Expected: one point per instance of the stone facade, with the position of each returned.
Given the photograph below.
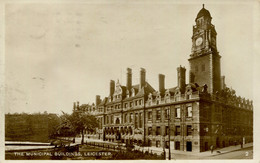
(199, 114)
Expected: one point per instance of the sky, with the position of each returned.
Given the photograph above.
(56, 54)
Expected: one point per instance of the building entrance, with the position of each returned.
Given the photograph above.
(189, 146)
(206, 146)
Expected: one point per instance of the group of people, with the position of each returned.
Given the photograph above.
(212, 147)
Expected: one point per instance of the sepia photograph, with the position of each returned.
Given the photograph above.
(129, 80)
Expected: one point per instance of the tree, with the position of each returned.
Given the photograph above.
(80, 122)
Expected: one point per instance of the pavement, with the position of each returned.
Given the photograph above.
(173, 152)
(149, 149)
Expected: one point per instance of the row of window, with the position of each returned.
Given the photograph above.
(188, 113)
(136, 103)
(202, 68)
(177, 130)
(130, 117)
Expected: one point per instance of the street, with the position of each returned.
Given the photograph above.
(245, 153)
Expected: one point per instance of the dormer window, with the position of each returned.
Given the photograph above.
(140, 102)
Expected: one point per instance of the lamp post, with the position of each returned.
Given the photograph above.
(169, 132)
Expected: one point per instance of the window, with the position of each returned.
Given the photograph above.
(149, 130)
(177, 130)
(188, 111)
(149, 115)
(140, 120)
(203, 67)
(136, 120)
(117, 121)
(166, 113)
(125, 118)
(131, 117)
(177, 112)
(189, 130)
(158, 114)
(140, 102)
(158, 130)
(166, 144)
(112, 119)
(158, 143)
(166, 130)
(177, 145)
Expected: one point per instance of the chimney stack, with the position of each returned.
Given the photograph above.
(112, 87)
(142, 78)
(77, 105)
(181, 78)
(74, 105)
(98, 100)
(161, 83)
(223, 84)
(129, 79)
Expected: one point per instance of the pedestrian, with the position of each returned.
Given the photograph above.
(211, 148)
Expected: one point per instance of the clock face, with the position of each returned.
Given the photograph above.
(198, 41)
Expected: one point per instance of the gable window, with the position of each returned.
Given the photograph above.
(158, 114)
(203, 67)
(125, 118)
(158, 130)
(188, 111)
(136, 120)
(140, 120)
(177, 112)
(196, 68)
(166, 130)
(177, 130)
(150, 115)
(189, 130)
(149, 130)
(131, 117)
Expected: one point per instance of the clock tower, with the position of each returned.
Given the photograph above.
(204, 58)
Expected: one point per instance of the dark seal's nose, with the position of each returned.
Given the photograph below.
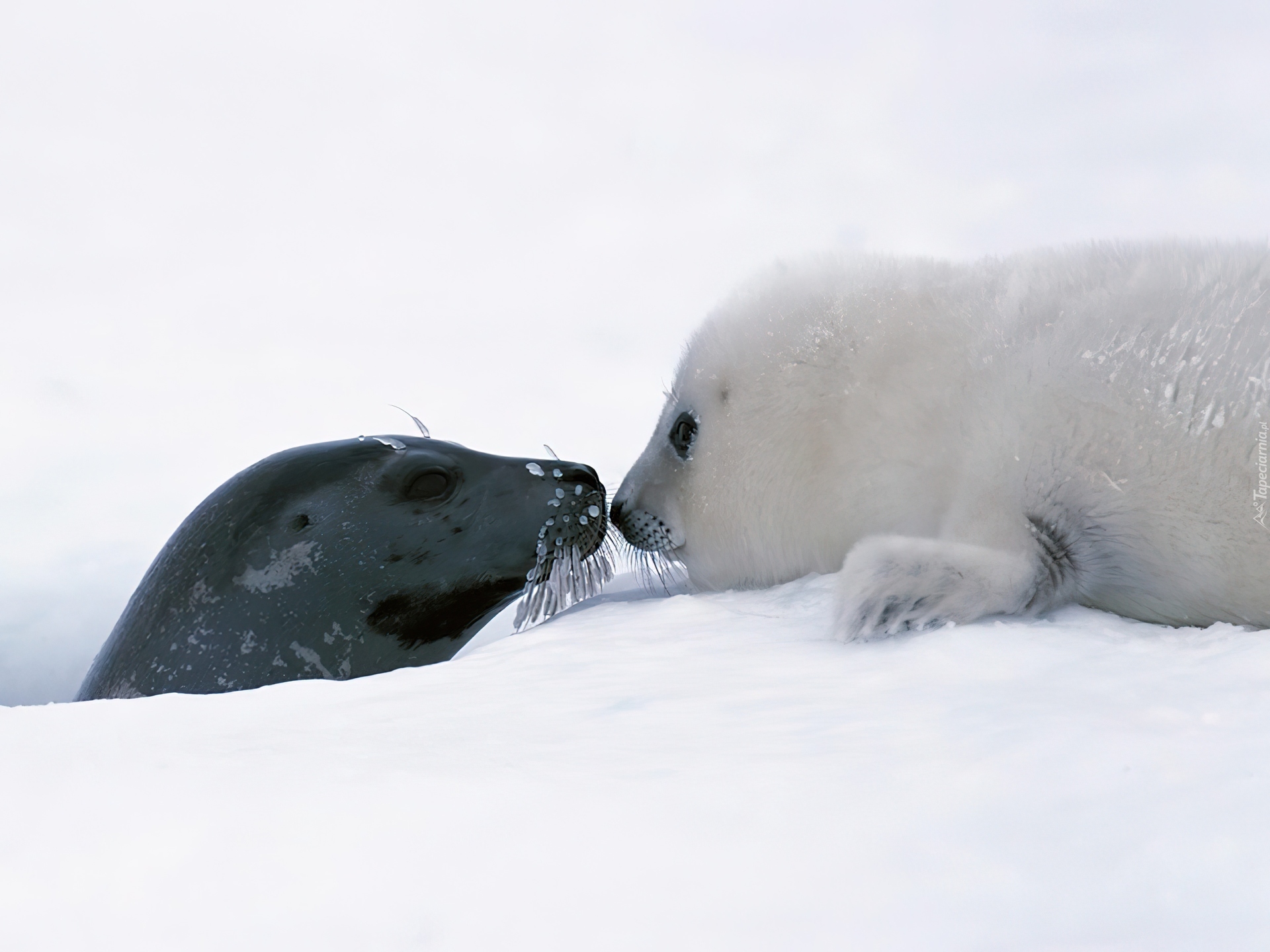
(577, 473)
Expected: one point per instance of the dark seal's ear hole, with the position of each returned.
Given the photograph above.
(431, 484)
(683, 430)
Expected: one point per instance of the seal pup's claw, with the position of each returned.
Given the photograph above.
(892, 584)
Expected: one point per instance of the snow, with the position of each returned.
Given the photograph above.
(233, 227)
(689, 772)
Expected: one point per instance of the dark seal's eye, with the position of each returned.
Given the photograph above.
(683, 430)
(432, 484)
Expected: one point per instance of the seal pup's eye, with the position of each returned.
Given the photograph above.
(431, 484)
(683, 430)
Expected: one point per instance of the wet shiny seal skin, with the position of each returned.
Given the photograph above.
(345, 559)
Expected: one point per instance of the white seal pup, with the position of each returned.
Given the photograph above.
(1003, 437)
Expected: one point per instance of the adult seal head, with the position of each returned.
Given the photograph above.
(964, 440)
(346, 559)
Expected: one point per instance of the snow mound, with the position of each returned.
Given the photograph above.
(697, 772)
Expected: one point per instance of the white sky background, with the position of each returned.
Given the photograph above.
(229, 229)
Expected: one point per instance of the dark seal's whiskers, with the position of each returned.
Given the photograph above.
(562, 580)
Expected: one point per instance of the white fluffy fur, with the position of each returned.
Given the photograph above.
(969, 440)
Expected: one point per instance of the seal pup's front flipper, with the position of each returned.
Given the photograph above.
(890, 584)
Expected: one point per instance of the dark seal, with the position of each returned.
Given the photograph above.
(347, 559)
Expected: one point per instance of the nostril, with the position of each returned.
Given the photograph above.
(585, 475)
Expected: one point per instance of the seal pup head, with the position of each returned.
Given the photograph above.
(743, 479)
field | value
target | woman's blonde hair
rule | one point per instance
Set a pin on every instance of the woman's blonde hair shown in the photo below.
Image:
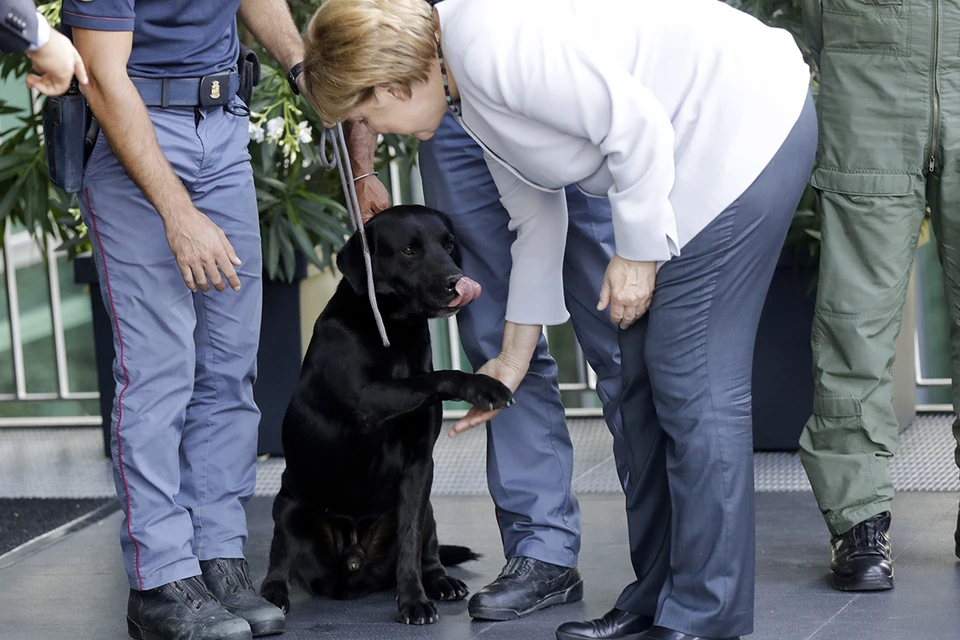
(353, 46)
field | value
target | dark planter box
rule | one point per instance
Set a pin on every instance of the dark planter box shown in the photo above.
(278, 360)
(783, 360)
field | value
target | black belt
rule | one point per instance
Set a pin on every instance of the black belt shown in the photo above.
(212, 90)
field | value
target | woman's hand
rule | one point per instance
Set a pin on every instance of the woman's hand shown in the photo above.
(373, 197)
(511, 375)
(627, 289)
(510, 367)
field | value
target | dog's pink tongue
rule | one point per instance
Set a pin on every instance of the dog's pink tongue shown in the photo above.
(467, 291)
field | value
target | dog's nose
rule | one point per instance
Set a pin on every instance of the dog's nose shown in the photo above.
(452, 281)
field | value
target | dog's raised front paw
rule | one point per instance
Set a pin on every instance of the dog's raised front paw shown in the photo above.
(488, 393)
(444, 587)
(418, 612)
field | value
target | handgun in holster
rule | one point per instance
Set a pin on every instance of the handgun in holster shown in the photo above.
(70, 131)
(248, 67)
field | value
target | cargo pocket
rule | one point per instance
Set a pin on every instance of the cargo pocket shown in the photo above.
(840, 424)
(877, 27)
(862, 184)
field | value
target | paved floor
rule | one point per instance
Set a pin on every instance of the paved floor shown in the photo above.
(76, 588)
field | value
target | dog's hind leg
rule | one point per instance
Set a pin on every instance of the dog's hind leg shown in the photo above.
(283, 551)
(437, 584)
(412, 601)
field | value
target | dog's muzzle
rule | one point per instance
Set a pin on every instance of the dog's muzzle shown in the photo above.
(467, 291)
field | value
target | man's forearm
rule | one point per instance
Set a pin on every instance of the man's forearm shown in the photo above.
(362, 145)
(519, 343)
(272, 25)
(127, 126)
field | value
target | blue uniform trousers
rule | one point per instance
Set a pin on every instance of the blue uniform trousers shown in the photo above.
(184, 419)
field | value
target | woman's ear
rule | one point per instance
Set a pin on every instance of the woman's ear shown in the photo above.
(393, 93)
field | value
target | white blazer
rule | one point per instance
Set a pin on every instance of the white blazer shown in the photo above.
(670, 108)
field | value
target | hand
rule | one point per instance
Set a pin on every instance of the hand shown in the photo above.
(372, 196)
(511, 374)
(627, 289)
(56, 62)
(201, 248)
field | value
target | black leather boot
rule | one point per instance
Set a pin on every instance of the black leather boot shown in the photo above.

+ + + + + + +

** TASK STATEMENT **
Once the pictures are set aside, give the rest of the listing again exactly.

** REPLY **
Expected: one point per instance of the stone facade, with the position of each returned.
Given the photograph below.
(199, 114)
Expected: one point per instance of the sky, with the position of each returned.
Given the photograph above.
(56, 54)
Expected: one point per instance of the building entrance, with the position of each returned.
Given the photograph above.
(189, 146)
(206, 146)
Expected: one point per instance of the group of people, with the position of each returned.
Given the photograph above.
(212, 147)
Expected: one point per instance of the sepia photograph, with the position of each returned.
Given the photograph above.
(129, 80)
Expected: one point per instance of the tree, with the position of each returned.
Given the photograph above.
(80, 122)
Expected: one point per instance of the pavement, with the position of each returned.
Given the photograph above.
(173, 152)
(149, 149)
Expected: one point per instance of the row of window, with the position of each returned.
Given the photograph above.
(188, 113)
(136, 103)
(202, 68)
(177, 130)
(130, 117)
Expected: one point per instance of the street, with the position of each returned.
Given the photograph above.
(245, 153)
Expected: one point per instance of the dormer window, with the position of each returned.
Given the photograph above.
(140, 102)
Expected: one point per instance of the lamp post, with the position of each returned.
Given the photograph above.
(169, 132)
Expected: one point per instance of the window, with the position of each returned.
Given the photograph above.
(149, 130)
(177, 130)
(188, 111)
(149, 115)
(140, 120)
(203, 67)
(136, 120)
(117, 121)
(166, 113)
(125, 118)
(131, 117)
(177, 112)
(189, 130)
(158, 114)
(140, 102)
(158, 130)
(166, 144)
(112, 119)
(158, 143)
(166, 130)
(177, 145)
Expected: one point per instance of the chimney stack, with the position of each returned.
Given the photograph above.
(112, 87)
(142, 78)
(77, 105)
(181, 78)
(74, 105)
(98, 100)
(161, 83)
(223, 84)
(129, 79)
Expected: one point per instance of the pedestrian, with the position of each returned.
Given the photograph above.
(211, 148)
Expected: one point per instance of the clock face, with the position of each returned.
Given the photograph above.
(198, 41)
Expected: one point per instance of the gable window, with the position of each returned.
Given the photograph above.
(158, 114)
(203, 67)
(125, 118)
(158, 130)
(188, 111)
(136, 120)
(140, 120)
(177, 112)
(196, 68)
(166, 130)
(177, 130)
(150, 115)
(189, 130)
(149, 130)
(131, 117)
Expected: one point per instance of the clock tower, with the position of each returned.
Given the photograph above.
(204, 58)
Expected: one point per instance of the dark seal's nose, with the position of each returned.
Given the photograph below.
(577, 473)
Expected: one point per instance of the dark seal's ear hole, with the position of each returned.
Given the photograph above.
(431, 484)
(683, 430)
Expected: one point per instance of the seal pup's claw, with the position of each returned.
Given the photograph above.
(892, 584)
Expected: one point per instance of the snow, with the position of each returned.
Given the photograph above.
(233, 227)
(689, 772)
Expected: one point per instance of the dark seal's eye, with the position of each returned.
Given the photograph above.
(683, 430)
(432, 484)
Expected: one point per instance of the seal pup's eye, with the position of each returned.
Given the photograph above.
(431, 484)
(683, 430)
Expected: one point per instance of the wet shiny seal skin, with the position of each returned.
Given the photograph above.
(345, 559)
Expected: one point per instance of the white seal pup, with the position of each returned.
Given the photograph above.
(1003, 437)
Expected: one point per instance of the adult seal head, with the position of each returned.
Given the photograph above.
(964, 440)
(346, 559)
Expected: one point per instance of the snow mound, with the position of each returned.
Given the photograph above.
(697, 772)
Expected: one point per instance of the white sky background, with the position of each returned.
Given the photograph above.
(229, 229)
Expected: one point per instance of the dark seal's whiskers, with the position of each returned.
Given the photograph above.
(562, 580)
Expected: one point per instance of the white fluffy fur, with the position of each returned.
Given the photograph above.
(969, 440)
Expected: one point per instance of the seal pup's front flipper, with the position of each returned.
Given the photograph above.
(890, 584)
Expected: one point per instance of the dark seal, with the position of each returned.
Given the photograph above.
(347, 559)
Expected: one point per instance of the nostril, with the position of each returned.
Given the photograph above.
(585, 475)
Expected: one point per instance of the seal pup head, with the position of each returned.
Given the photograph above.
(743, 479)
field | value
target | woman's blonde hair
rule | one point per instance
Set a pin on every instance of the woman's blonde hair shown in the photo below.
Image:
(353, 46)
field | value
target | dark planter box
rule | one point per instance
Set a pin on every instance of the dark planter box shown in the photo above.
(278, 360)
(783, 360)
field | value
target | black belt
rule | one point per instance
Set a pin on every instance of the black belt shown in the photo above.
(212, 90)
field | value
target | woman's hand
rule | one point per instance
Set a pin on every instance of the woman's hand shown in the photo above.
(373, 197)
(511, 375)
(627, 289)
(510, 367)
field | value
target | dog's pink tongue
rule | one point per instance
Set a pin on every instance of the dog's pink tongue shown in the photo above.
(467, 291)
field | value
target | dog's nose
rule | one point per instance
Set a pin on every instance of the dog's nose shown in the photo above.
(452, 281)
field | value
target | dog's raised front paw
rule | one point per instance
Set a pin on every instance of the dog's raised front paw shown in the photo above.
(488, 393)
(444, 587)
(418, 612)
field | value
target | handgun in holster
rule | one point per instance
Set a pin on every instance of the handgun in holster shown in the photo above.
(70, 131)
(248, 67)
field | value
target | cargo pocket
rule | one point per instance
Set a pin on every instance of the cargo pocket shown in the photo above.
(840, 424)
(877, 27)
(862, 184)
field | value
target | paved floor
rule | one point per instance
Set a pin on every instance of the paved floor shown in the photo above.
(76, 588)
field | value
target | dog's hind leg
rule | one point per instance
Set a pin on every instance of the dog's hind leg shown in the photo above.
(283, 551)
(437, 584)
(412, 601)
field | value
target | dog's muzzle
rule | one point per instance
Set a pin on every instance of the dog's muzzle shown in the photo above.
(467, 291)
field | value
target | man's forearm
rule | one point per instance
Set a pin on every instance of the man's forearm shown in the photo above.
(362, 145)
(519, 343)
(272, 25)
(127, 126)
field | value
target | blue uniform trousers
rule | one point per instance
Set a pin on every instance of the blue uniform trousers shown in the photo above.
(184, 419)
field | value
target | woman's ear
rule | one point per instance
Set a pin on every instance of the woman's ear shown in the photo above.
(393, 93)
field | value
target | white blazer
rule | one point per instance
Set a pin on every instance of the white blazer shown in the photo above.
(670, 108)
field | value
target | hand
rule | one point per instance
Set a pin on every instance of the hand shown in the photo above.
(372, 196)
(511, 374)
(627, 289)
(56, 62)
(201, 248)
field | value
target | black leather boot
rule | one point per instance
Set a pin on every instance of the black leather boot shown in the photo above.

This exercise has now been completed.